## ARTICLE
..............................

De la laïcité en France de Patrick Weil

 

« Entretemps, en juin 1908, Gaston Doumergue, ministre de l’Instruction publique, a déposé des projets de loi visant à substituer la responsabilité de l’Etat à celle des maîtres d’école pour les fautes commises dans l’exercice de leur fonction, et à mettre en application les amendes – prévues par la loi – pour les pères de famille qui défendent à leurs enfants de suivre tout ou une partie de l’enseignement obligatoire à l’école. » 
P.54

 

laïcité Patrick Weil

 

Résumé :

 

«  Après les attentats de 2015, la laïcité fut invoquée et convoquée. Dans les collèges et lycées du pays, le élèves furent rassemblés et des leçons de laïcité leur furent administrées. Après l’horrible assassinat de Samuel Paty, les enseignants ont de nouveau été instruits d’informer leurs élèves sur la laïcité. Le drame est qu’ils se sentent tout autant démunis qu’il y a cinq ans, car la laïcité souffre d’une double ignorance. D’abord ceux qui lui sont attachés et sonnent parfois l’alarme, rendent sa défense impossible, faute d’arriver à la définir simplement et clairement. Du coup, elle est perçue par d’autres comme un catéchisme répétitif, un corset vide de sens, voire comme un régime de discriminations, c’est-à-dire rien de ce qu’elle est… La laïcité, qui permet aux croyants et non croyants d’être libres et égaux en droit, est au cœur de l’identité française. Mais la majorité des Français ne sont pas à même de la définir. Ils ne sont pas capables d’expliquer à leurs enfants, à leurs amis, à leurs collègues, comment elle vit en droit et en pratique. De la Laïcité offre pour la première fois et pour tous publics, une définition et une explication fondées sur le droit et sur l’histoire. Son appropriation par le plus grand nombre des citoyens est le premier instrument de sa défense efficace et légitime.  »
 

Mon avis :

 

La laïcité est en France le sujet qui fait le plus grincer les dents des intégristes ou de leurs collaborateurs pour qui la République doit s'adapter à eux. Elle est aussi dans le même temps, le sujet le plus mal connu de ses défenseurs comme de ses détracteurs. Les derniers, dans leur envie de jouer les victimes disent même qu’elle est islamophobe (argument 100% intégriste), alors que pour être islamophobe il faudrait qu’elle ait été composée dans ce seul et unique but ; or en 1905 l’islam ne concerne pas franchement la France.

..............................

## DONNÉES ENREGISTRÉES

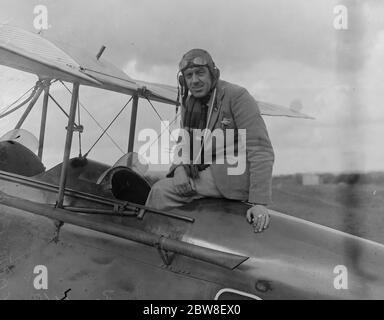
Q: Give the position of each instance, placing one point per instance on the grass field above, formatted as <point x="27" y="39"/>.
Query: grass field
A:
<point x="357" y="209"/>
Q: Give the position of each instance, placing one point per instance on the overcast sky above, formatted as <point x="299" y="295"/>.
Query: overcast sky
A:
<point x="279" y="50"/>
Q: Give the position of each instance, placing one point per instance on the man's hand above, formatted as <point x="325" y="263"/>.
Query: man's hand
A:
<point x="259" y="217"/>
<point x="182" y="182"/>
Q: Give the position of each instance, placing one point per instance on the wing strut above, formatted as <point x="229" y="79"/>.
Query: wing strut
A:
<point x="132" y="127"/>
<point x="68" y="143"/>
<point x="36" y="96"/>
<point x="43" y="123"/>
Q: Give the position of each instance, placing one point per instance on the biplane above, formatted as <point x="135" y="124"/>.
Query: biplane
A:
<point x="82" y="219"/>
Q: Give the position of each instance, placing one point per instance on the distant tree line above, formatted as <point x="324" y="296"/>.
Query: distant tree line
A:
<point x="333" y="178"/>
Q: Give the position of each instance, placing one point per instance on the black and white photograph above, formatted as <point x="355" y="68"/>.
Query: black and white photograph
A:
<point x="191" y="152"/>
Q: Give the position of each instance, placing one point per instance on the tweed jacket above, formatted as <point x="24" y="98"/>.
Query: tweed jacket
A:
<point x="237" y="109"/>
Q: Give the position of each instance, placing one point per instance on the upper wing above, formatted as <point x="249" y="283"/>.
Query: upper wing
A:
<point x="270" y="109"/>
<point x="32" y="53"/>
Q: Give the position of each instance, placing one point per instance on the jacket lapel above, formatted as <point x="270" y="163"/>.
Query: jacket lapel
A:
<point x="216" y="109"/>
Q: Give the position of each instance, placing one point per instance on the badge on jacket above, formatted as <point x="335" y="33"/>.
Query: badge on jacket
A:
<point x="226" y="122"/>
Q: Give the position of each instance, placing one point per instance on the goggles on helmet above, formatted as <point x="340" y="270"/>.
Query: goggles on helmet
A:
<point x="195" y="62"/>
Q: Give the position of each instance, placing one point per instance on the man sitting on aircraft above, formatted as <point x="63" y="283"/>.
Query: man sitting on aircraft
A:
<point x="215" y="104"/>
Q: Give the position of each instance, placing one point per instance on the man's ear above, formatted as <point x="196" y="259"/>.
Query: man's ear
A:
<point x="217" y="74"/>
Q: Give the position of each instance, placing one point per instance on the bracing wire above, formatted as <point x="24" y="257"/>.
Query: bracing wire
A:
<point x="105" y="130"/>
<point x="94" y="119"/>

..............................

## TÂCHES ET EXERCICES
a. Reprenez mot pour mot le passage du texte sur la laïcité qui s'ouvre sur les mots contenant « La laïcité est » et se referme sur « franchement la France. ».
b. Condensez sous forme de liste le paragraphe du texte sur la laïcité qui débute par « La laïcité est en France le sujet », en gardant ses faits essentiels.
Le matériel ci-dessus ne joue aucun rôle ici.

## RÉPONSES CI-DESSOUS
a.
La laïcité est en France le sujet qui fait le plus grincer les dents des intégristes ou de leurs collaborateurs pour qui la République doit s'adapter à eux. Elle est aussi dans le même temps, le sujet le plus mal connu de ses défenseurs comme de ses détracteurs. Les derniers, dans leur envie de jouer les victimes disent même qu’elle est islamophobe (argument 100% intégriste), alors que pour être islamophobe il faudrait qu’elle ait été composée dans ce seul et unique but ; or en 1905 l’islam ne concerne pas franchement la France.

b.
- En France, la laïcité est le sujet qui irrite le plus les intégristes et leurs collaborateurs, pour qui la République doit s'adapter à eux.
- C'est aussi le sujet le plus mal connu, tant de ses défenseurs que de ses détracteurs.
- Ses détracteurs, voulant jouer les victimes, la disent islamophobe, un argument qualifié d'intégriste.
- Pour être islamophobe, elle aurait dû être conçue dans ce seul but, or en 1905 l'islam ne concernait guère la France.